__BRANO DEL DOCUMENTO__:
Un elemento che contraddistingue ulteriormente l’area è la presenza di persone appartenenti alla classe media, che, a causa del costo degli affitti proibitivi o per scelta personale, hanno coscientemente deciso di non abbandonare l’area in cui sono nati e cresciuti.
Purtroppo, nonostante tali aspetti estremamente positivi e la sua funzione essenziale per la sopravvivenza di Mumbai (e non solo!) condivide con le altre aree di urbanizzazione spontanea le più note caratteristiche: assenza di un reale e adeguatamente strutturato sistema idrico e fognario; insufficienza di servizi igienici (con una media di un gabinetto ogni 1500 persone); mancanza di un corretto allacciamento alla corrente elettrica pubblica.
A ciò si aggiunge il fatto che molte industrie smaltiscono illegalmente proprio in questo spazio i propri rifiuti, contribuendo al degrado ambientale dell’area.

__ESTRATTO DATI__:
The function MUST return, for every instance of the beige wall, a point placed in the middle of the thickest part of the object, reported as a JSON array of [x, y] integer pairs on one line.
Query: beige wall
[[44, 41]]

__DOMANDE__:
(1) Secondo il brano del documento, quanti gabinetti ci sono in media nell’area?
(2) Le affermazioni seguenti concordano con il brano del documento? Per ciascuna rispondi sì o no, citando le parole del testo che lo stabiliscono.
(a) Alcune persone della classe media hanno scelto di restare nell’area.
(b) L’area dispone di un sistema fognario adeguatamente strutturato.
(c) Le industrie smaltiscono i rifiuti nell’area in modo legale.

__RISPOSTE__:
(1) Un gabinetto ogni 1500 persone.

(2)
(a) Sì: "hanno coscientemente deciso di non abbandonare l’area in cui sono nati e cresciuti".
(b) No: "assenza di un reale e adeguatamente strutturato sistema idrico e fognario".
(c) No: "molte industrie smaltiscono illegalmente proprio in questo spazio i propri rifiuti".